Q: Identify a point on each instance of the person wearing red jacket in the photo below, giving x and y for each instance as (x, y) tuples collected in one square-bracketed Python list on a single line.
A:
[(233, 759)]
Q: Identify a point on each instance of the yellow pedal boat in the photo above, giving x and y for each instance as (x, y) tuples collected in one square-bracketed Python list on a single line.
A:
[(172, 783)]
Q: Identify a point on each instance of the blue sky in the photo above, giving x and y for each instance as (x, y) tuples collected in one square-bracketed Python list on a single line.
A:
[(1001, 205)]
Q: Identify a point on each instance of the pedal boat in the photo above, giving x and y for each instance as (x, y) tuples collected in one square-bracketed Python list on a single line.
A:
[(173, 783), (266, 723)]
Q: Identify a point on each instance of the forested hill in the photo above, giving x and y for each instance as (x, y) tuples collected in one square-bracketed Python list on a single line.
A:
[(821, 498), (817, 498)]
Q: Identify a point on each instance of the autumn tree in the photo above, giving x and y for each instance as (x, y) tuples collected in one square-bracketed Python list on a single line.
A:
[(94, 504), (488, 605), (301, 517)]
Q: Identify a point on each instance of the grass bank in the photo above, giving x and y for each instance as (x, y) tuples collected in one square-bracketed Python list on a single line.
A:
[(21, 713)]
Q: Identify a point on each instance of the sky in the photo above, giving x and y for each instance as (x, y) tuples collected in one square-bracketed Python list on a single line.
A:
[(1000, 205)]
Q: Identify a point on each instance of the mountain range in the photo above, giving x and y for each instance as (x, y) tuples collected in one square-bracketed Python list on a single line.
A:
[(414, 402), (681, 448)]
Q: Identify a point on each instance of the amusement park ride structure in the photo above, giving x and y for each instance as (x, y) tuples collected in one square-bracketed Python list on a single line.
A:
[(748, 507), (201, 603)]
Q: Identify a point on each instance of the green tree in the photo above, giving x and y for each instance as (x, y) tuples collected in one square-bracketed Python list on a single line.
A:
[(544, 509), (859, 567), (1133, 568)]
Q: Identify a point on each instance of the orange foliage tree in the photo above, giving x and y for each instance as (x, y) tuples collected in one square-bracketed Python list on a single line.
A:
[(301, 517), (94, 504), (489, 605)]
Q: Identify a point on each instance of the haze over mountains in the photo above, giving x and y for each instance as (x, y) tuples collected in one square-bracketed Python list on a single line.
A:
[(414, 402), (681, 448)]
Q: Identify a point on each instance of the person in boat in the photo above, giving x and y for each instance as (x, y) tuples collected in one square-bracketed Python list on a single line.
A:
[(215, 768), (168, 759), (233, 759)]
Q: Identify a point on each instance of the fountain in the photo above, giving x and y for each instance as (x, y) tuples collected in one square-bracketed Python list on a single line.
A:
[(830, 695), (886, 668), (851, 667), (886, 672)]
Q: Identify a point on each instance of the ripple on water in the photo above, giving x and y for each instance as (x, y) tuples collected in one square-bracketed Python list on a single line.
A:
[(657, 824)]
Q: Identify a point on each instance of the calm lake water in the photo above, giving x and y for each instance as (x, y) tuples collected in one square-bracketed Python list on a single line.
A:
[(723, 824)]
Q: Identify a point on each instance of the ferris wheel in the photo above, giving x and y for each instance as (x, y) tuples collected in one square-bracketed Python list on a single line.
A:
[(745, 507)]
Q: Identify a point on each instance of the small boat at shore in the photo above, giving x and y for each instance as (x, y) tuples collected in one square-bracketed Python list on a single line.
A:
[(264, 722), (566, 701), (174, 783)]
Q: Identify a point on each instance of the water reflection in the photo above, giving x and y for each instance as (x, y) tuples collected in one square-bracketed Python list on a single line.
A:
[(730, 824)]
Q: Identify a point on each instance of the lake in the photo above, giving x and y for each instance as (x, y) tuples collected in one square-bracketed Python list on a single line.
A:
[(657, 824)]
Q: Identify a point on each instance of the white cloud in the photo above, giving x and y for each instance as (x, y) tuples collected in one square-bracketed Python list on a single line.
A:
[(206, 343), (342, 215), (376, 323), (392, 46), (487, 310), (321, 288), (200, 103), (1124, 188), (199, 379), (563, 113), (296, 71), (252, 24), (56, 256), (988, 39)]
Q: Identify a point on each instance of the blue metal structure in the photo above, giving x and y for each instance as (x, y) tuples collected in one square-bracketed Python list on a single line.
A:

TASK OBJECTIVE =>
Quote verbatim every line of the records from the one containing "Q: Identify a point on each instance of the blue metal" through the last line of the records, both included.

THE REPLY =>
Q: Identify a point on each instance of the blue metal structure in the photo above, giving x and y for each instance as (x, y) tuples collected in one square-bracketed Python list on a single line.
A:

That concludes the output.